Problem statement ▸
Reproduce every one of the records below verbatim, line for line.

[Records for the task start]

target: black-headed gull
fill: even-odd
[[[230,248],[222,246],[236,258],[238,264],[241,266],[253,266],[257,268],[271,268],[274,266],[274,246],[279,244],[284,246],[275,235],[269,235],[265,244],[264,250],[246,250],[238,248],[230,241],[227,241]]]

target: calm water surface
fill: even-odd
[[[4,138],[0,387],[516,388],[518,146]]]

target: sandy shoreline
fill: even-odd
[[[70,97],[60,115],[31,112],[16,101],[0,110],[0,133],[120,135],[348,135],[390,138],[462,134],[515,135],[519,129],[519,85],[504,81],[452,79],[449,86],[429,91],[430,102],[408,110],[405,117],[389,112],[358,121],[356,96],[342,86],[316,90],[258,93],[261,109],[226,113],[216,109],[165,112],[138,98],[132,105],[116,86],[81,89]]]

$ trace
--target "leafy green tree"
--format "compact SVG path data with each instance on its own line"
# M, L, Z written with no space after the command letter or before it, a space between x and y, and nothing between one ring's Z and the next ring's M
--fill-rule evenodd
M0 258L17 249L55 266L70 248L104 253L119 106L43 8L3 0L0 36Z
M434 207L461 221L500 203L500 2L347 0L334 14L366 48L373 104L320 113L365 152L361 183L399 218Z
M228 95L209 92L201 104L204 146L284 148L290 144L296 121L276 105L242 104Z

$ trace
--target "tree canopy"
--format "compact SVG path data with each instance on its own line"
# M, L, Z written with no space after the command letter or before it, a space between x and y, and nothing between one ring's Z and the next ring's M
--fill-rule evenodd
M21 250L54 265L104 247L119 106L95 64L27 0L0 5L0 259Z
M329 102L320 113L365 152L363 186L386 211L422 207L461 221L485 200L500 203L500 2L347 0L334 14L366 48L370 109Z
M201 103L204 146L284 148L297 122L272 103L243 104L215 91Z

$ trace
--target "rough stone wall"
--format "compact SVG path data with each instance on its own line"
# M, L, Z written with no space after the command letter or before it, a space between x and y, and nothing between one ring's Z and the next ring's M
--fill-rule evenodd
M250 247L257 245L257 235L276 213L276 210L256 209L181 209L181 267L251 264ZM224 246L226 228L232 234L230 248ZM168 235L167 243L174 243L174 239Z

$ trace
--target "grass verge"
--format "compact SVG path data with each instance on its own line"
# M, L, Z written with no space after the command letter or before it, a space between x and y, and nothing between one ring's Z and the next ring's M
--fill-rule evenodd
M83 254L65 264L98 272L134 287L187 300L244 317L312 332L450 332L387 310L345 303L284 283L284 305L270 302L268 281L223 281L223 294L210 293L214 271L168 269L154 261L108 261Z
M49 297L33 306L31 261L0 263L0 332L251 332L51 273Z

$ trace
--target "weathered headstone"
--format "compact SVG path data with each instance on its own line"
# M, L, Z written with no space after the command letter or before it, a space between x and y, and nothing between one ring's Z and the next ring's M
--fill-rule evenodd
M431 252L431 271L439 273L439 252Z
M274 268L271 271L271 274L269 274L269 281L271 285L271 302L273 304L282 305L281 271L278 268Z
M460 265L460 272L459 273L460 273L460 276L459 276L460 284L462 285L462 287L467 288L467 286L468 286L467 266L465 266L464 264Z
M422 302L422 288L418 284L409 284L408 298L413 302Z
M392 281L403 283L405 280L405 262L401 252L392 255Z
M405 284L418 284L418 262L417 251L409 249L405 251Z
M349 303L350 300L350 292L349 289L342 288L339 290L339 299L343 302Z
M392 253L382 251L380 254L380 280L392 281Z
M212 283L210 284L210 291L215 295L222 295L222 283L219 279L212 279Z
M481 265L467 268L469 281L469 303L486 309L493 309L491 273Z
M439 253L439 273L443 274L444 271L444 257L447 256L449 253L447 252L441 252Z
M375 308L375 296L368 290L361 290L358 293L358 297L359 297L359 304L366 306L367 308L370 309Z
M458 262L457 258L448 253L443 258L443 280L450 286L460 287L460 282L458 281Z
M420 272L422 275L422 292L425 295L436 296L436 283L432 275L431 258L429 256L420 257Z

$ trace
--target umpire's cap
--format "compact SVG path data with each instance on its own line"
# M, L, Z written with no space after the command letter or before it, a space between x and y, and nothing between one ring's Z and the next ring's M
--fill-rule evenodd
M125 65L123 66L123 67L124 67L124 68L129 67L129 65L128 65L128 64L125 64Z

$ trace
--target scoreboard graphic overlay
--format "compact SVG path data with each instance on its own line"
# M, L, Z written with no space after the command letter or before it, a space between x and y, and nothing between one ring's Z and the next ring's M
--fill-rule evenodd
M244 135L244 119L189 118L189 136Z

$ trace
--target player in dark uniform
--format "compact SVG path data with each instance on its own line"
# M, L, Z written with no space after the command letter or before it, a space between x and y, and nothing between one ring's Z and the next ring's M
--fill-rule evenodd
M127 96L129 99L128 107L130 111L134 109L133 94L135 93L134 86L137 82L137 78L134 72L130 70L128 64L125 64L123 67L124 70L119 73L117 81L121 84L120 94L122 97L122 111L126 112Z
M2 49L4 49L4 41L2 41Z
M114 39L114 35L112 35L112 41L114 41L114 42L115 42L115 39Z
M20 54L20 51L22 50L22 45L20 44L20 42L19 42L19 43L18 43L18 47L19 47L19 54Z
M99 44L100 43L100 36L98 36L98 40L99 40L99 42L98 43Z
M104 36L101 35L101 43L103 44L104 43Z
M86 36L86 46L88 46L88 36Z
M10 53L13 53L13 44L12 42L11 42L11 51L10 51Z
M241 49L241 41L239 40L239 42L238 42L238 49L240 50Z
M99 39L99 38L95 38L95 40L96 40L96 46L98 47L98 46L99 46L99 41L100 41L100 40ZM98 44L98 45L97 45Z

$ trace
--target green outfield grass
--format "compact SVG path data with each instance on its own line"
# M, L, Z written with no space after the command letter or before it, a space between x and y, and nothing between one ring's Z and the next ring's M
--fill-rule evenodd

[Records for the task end]

Written solution ▸
target: black-headed gull
fill: even-odd
[[[230,248],[222,246],[236,258],[238,264],[241,266],[253,266],[257,268],[271,268],[274,266],[274,246],[279,244],[284,246],[275,235],[269,235],[265,244],[264,250],[246,250],[238,248],[230,241],[227,241]]]

target: calm water surface
fill: even-odd
[[[4,138],[0,387],[516,388],[518,146]]]

target: sandy shoreline
fill: even-odd
[[[70,97],[60,115],[31,112],[16,101],[0,110],[0,133],[120,135],[348,135],[390,138],[462,134],[515,135],[519,129],[519,85],[504,81],[452,79],[449,86],[429,91],[430,102],[408,110],[405,117],[389,112],[358,121],[356,96],[342,86],[316,90],[258,93],[261,109],[226,113],[216,109],[165,112],[138,98],[132,105],[116,86],[81,89]]]

$ trace
--target "leafy green tree"
--format "compact SVG path data with each instance on its own line"
# M, L, Z written with no space after the command letter or before it, a space between x and y, and nothing between one ring's Z and the next ring's M
--fill-rule evenodd
M0 258L17 249L55 266L70 248L104 253L119 106L43 8L3 0L0 36Z
M434 207L461 221L500 203L500 2L347 0L334 14L366 48L373 104L320 113L365 152L361 183L399 218Z
M228 95L209 92L201 104L204 146L284 148L290 144L296 121L276 105L242 104Z

$ trace
--target "tree canopy"
--format "compact SVG path data with each instance on its own line"
# M, L, Z written with no space after the command letter or before it, a space between x and y, and nothing between one ring's Z and the next ring's M
--fill-rule evenodd
M21 250L54 265L104 247L119 106L95 64L27 0L0 5L0 259Z
M329 102L320 113L365 152L363 186L386 211L422 207L461 221L485 200L500 203L500 2L347 0L334 14L366 48L370 109Z
M201 103L204 146L284 148L297 122L272 103L243 104L215 91Z

$ trace
--target "rough stone wall"
--format "compact SVG path data with each instance on its own line"
# M, L, Z written with no space after the command letter or before it, a space between x and y, and nothing between one ring's Z and the next ring's M
--fill-rule evenodd
M250 247L257 245L257 235L276 213L276 210L256 209L181 209L181 267L251 264ZM224 246L226 228L232 234L230 248ZM168 235L167 243L174 243L174 239Z

$ trace
--target "grass verge"
--format "compact SVG path data with each instance on its own line"
# M, L, Z written with no space after the command letter or before it, a space between x and y, and nothing between one ring's Z and the next ring's M
--fill-rule evenodd
M83 254L65 264L98 272L134 287L187 300L244 317L312 332L450 332L387 310L345 303L284 283L284 305L270 302L268 281L223 281L223 294L210 293L214 271L168 269L154 261L108 261Z
M49 297L33 306L31 261L0 263L0 332L251 332L51 273Z

$ trace
--target "weathered headstone"
--format "compact SVG path data with each instance on its own line"
# M, L, Z written with no space after the command letter or before it, a space between x and y, and nothing between one ring's Z and the next ring's M
--fill-rule evenodd
M431 252L431 271L439 273L439 252Z
M274 268L271 271L271 274L269 274L269 281L271 285L271 302L273 304L282 305L281 271L278 268Z
M460 265L460 272L459 273L460 273L460 276L459 276L460 284L462 285L462 287L467 288L467 286L468 286L467 266L465 266L464 264Z
M422 302L422 288L418 284L409 284L408 298L413 302Z
M392 281L403 283L405 280L405 262L401 252L392 255Z
M405 284L418 284L418 262L417 251L409 249L405 251Z
M349 303L350 300L350 292L349 289L342 288L339 290L339 299L343 302Z
M392 253L382 251L380 254L380 280L392 281Z
M212 283L210 284L210 291L215 295L222 295L222 283L219 279L212 279Z
M481 265L467 268L469 281L469 303L486 309L493 309L491 273Z
M439 253L439 273L443 274L444 271L444 257L447 256L449 253L447 252L441 252Z
M375 308L375 296L368 290L361 290L358 293L358 297L359 297L359 304L366 306L367 308L370 309Z
M458 262L457 258L448 253L443 258L443 280L450 286L460 287L460 282L458 281Z
M420 272L422 275L422 292L425 295L436 296L436 283L432 275L431 258L429 256L420 257Z

$ trace
--target umpire's cap
--format "compact SVG path data with each instance on its own line"
# M, L, Z written with no space after the command letter or before it, a space between x and y, and nothing between one ring's Z and the next ring's M
--fill-rule evenodd
M125 65L123 66L123 67L124 67L124 68L129 67L129 65L128 65L128 64L125 64Z

$ trace
--target scoreboard graphic overlay
--format "compact SVG path data with each instance on its own line"
# M, L, Z written with no space after the command letter or before it, a space between x and y, and nothing between one ring's Z and the next ring's M
--fill-rule evenodd
M244 135L244 119L189 118L189 136Z

$ trace
--target player in dark uniform
--format "compact SVG path data with each instance on its own line"
# M, L, Z written with no space after the command letter or before it, a space between x and y, and nothing between one ring's Z and the next ring's M
--fill-rule evenodd
M127 96L129 99L128 107L130 111L134 109L133 94L135 93L134 86L137 82L137 78L134 72L130 70L128 64L125 64L123 67L124 70L119 73L117 81L121 84L120 94L122 97L122 111L126 112Z
M2 49L4 49L4 41L2 41Z
M114 39L114 35L112 35L112 41L114 41L114 42L115 42L115 39Z
M20 54L20 51L22 50L22 45L20 44L20 42L19 42L19 43L18 43L18 47L19 47L19 54Z
M99 44L100 43L100 36L98 36L98 40L99 40L99 42L98 43Z
M104 36L101 35L101 43L103 44L104 43Z
M86 36L86 46L88 46L88 36Z
M10 53L13 53L13 44L12 42L11 42L11 51L10 51Z
M241 49L241 41L239 40L239 42L238 42L238 49L240 50Z
M99 39L99 38L95 38L95 40L96 40L96 46L98 47L98 46L99 46L99 41L100 41L100 40ZM98 44L98 45L97 45Z

$ trace
--target green outfield grass
--format "compact SVG path data with each instance on its own line"
# M, L, Z written with no space after the command letter or before it, a space between x and y, and nothing between one ring's Z and the next ring's M
--fill-rule evenodd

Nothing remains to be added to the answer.